[Referring expression data]
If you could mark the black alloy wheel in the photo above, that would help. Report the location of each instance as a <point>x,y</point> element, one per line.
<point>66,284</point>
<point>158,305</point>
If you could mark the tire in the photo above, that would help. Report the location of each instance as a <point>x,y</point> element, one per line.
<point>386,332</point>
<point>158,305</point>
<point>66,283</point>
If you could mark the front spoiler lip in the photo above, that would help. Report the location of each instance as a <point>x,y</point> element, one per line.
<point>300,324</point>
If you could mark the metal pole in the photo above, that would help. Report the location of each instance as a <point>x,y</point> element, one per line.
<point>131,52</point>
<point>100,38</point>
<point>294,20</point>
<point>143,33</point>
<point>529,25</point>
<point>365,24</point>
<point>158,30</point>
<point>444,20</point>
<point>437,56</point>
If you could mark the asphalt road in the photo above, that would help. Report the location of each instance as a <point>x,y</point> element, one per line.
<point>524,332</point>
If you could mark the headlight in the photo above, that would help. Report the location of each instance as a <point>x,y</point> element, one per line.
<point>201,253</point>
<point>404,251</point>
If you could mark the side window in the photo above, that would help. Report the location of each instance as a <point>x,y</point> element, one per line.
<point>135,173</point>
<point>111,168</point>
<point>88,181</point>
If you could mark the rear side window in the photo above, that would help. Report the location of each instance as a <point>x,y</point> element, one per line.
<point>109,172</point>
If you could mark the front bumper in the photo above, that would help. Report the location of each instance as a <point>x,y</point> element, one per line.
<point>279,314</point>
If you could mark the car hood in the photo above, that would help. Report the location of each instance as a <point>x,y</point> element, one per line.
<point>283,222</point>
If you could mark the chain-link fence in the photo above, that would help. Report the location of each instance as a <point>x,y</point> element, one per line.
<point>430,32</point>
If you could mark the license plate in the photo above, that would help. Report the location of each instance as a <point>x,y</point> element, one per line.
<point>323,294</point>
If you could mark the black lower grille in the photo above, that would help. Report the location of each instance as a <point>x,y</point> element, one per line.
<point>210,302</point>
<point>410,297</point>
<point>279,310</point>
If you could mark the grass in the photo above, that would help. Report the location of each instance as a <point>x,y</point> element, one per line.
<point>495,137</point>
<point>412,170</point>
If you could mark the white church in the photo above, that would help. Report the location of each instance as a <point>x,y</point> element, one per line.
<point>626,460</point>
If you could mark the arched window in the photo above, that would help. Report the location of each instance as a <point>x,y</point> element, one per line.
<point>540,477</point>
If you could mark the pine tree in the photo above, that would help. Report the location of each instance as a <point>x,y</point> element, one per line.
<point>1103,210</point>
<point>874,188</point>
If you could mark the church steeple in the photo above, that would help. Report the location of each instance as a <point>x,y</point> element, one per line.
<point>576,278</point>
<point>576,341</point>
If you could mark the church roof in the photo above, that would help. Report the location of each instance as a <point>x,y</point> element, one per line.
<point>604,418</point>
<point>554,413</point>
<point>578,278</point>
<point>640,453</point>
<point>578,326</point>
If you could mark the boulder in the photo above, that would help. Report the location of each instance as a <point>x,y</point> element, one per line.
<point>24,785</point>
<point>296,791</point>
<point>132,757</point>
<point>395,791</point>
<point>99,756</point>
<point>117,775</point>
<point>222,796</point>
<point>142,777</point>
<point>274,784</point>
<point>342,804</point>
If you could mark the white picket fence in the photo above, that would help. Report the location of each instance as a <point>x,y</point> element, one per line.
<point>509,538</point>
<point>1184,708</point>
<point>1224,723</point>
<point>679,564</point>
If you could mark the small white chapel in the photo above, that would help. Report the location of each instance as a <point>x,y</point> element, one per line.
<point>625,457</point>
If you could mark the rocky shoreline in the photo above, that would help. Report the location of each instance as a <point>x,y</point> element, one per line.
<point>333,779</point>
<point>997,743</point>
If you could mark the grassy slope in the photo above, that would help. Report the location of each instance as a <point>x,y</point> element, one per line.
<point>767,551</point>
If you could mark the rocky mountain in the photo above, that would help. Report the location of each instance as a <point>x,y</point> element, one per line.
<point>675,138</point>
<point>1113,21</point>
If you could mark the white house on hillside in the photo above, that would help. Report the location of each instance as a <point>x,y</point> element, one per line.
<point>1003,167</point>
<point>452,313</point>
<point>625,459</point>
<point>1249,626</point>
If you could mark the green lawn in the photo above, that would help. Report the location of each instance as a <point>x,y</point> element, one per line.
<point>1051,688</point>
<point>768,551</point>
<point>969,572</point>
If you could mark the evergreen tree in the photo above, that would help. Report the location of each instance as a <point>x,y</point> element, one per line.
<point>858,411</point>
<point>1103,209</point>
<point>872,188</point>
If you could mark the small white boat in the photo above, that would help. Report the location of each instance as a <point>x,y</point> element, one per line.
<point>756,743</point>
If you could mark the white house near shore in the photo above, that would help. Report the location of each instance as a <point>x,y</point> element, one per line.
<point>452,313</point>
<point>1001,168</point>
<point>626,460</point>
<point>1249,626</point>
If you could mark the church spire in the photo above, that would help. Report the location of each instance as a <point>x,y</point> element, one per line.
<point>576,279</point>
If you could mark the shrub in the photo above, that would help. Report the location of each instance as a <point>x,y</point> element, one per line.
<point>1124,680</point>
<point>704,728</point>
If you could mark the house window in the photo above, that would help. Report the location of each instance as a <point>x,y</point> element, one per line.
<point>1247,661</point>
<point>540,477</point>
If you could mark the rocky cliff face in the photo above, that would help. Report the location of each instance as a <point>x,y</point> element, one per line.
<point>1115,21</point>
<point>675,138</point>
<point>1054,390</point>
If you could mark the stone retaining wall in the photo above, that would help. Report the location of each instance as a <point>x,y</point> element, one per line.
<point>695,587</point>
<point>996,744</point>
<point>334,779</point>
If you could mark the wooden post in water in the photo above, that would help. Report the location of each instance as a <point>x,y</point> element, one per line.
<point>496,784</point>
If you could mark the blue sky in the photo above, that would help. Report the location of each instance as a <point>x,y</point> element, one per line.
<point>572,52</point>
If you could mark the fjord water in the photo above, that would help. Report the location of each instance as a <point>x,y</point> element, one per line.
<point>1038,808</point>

== REQUIRED ACTION ==
Each entry is to be returned in full, character for character.

== YOUR SOLUTION ==
If you could mark the black alloy wheel in the photo above, that would help. Report the location of each instance as a <point>x,y</point> element, one per line.
<point>66,284</point>
<point>158,305</point>
If you could mark the tire in the photo above, that would help. Report the location of each instance as a <point>x,y</point> element, one per line.
<point>386,332</point>
<point>158,305</point>
<point>66,283</point>
If you could mark the front spoiler lip in the photo above, that would help. Report the location of each instance as a <point>x,y</point> element, one per line.
<point>300,324</point>
If you could mark the metal pole in the photo above, that would help. Report the location of each instance as a <point>x,y</point> element, one per line.
<point>131,52</point>
<point>100,38</point>
<point>294,20</point>
<point>143,33</point>
<point>529,25</point>
<point>365,24</point>
<point>158,30</point>
<point>444,20</point>
<point>437,56</point>
If you could mark the asphalt road in the photo above, that would help. Report the location of each instance as a <point>x,y</point> element, one per line.
<point>524,332</point>
If you could mark the headlight in the photo above, that would help. Report the location of each instance as a <point>x,y</point> element, one per line.
<point>201,253</point>
<point>404,251</point>
If you could mark the side window in the photo above, that would help. Report the location of each instance as a <point>x,y</point> element, one per line.
<point>135,173</point>
<point>111,168</point>
<point>88,181</point>
If you could mark the rear side window in the photo above, that would help. Report the location of each instance as a <point>x,y</point> element, one per line.
<point>109,172</point>
If you could mark the front bumper in the photo above, that would help. Report the location of each instance as a <point>x,y</point> element, one per line.
<point>279,314</point>
If you could mark the car hood in the photo above, that would help. Report the location of each instance as a <point>x,y</point> element, one per line.
<point>283,222</point>
If you could mark the chain-link fence in the photo above, that would help. Report the location of each instance as a <point>x,y</point> element, one per line.
<point>430,32</point>
If you could mark the license plate in the photo above, that would help. Report the location of each instance as a <point>x,y</point> element, one per line.
<point>323,294</point>
If you could mark the black lower grille in the photo above, that would help. Report the location of each instance as a <point>x,y</point> element, one per line.
<point>210,302</point>
<point>410,297</point>
<point>279,310</point>
If you could mark the grass in the photo above, that would help. Report the location of each instance as a <point>x,y</point> element, one per line.
<point>495,137</point>
<point>412,170</point>
If you could mark the white church in the photo above, that would help. Report the location of each instance as a <point>x,y</point> element, one per line.
<point>626,460</point>
If you could mark the arched window in the photo above, that would help. Report the location of each instance as a <point>x,y</point> element, one per line.
<point>540,477</point>
If you could mark the pine tree in the photo above, that would help. Report the location of each instance as a <point>x,y</point> element, one per line.
<point>1103,210</point>
<point>874,188</point>
If you could mark the church steeple in the photo above, that would help. Report the location of each instance as a <point>x,y</point> element, one per line.
<point>576,278</point>
<point>576,341</point>
If you could mark the church roof in the photo above, that would help. Report the location of each instance as a <point>x,y</point> element, one per line.
<point>604,418</point>
<point>554,413</point>
<point>578,278</point>
<point>640,453</point>
<point>578,326</point>
If you could mark the boulder in the photo above, that would help. Report the location of each instance as a <point>x,y</point> element, one per line.
<point>24,785</point>
<point>296,791</point>
<point>132,757</point>
<point>395,791</point>
<point>99,756</point>
<point>117,775</point>
<point>222,796</point>
<point>142,777</point>
<point>274,784</point>
<point>342,804</point>
If you could mark the white picket fence in the photo above, that would help. Report the location of each instance as a <point>x,y</point> element, one per line.
<point>509,538</point>
<point>1184,708</point>
<point>1224,723</point>
<point>679,564</point>
If you could mark the small white chapel in the photo above, that would help. Report the location of each instance as a <point>x,y</point> element, one per line.
<point>625,457</point>
If you could mark the rocky shoreline in the photo above, that would help. Report the location of each instance as a <point>x,y</point> element, one per line.
<point>333,779</point>
<point>997,743</point>
If you could mark the grassy slope in the photo above, that would help. Report the location of each instance as a <point>x,y</point> element, one per line.
<point>767,551</point>
If you could mark the rocky mountain in the photo above, that would help. Report the location of each instance as a <point>x,y</point> element, one per line.
<point>675,138</point>
<point>1113,21</point>
If you could mark the white house on hillside in the photo above, that would help. Report the location of each instance as a <point>x,y</point> element, one per line.
<point>1003,167</point>
<point>452,313</point>
<point>625,459</point>
<point>1249,626</point>
If you could mark the green lawn in the photo above, that would help. Report the location of each instance as a <point>x,y</point> element, one per line.
<point>1051,688</point>
<point>768,551</point>
<point>969,572</point>
If you could mark the evergreen tree in the photo above, that would help. Report the location of each instance as a <point>x,y</point> element, one per line.
<point>858,411</point>
<point>1103,209</point>
<point>872,188</point>
If you could mark the small white boat in the photo above, that would help. Report the location of each instance as a <point>x,y</point> element, one per line.
<point>756,743</point>
If you could mark the white house near shore in the photo above, that would help. Report the location of each instance as a <point>x,y</point> element, one per line.
<point>452,313</point>
<point>1001,168</point>
<point>626,460</point>
<point>1249,626</point>
If you could mark the church spire in the photo above, that would help. Report the location of each instance as a <point>x,y</point> element, one per line.
<point>576,279</point>
If you could mark the shrub in the photo above, that would help. Report the location of each instance as a <point>x,y</point> element, one per line.
<point>1124,680</point>
<point>704,728</point>
If you could mark the house window in the photo above, that would help. Report the location of each instance as a <point>x,y</point> element, one per line.
<point>1247,661</point>
<point>540,477</point>
If you could mark the rocky cliff face in the photo above, that would help. Report the location of each instance as a <point>x,y</point> element, one per line.
<point>1115,21</point>
<point>675,138</point>
<point>1054,390</point>
If you could mark the stone retaining wall in the photo above, that would help. Report the location of each instance as a <point>x,y</point> element, one per line.
<point>695,587</point>
<point>996,744</point>
<point>334,779</point>
If you could mark the wooden post in water in the photo above, that would help. Report the location of each instance as a <point>x,y</point> element, one per line.
<point>496,784</point>
If you could mark the blue sky in the photo above, that would help. Report the location of each instance as a <point>x,y</point> element, one per line.
<point>572,52</point>
If you could mark the fjord water in the photo above, that would help. Report the location of each instance as a <point>x,y</point> element, one per line.
<point>1038,808</point>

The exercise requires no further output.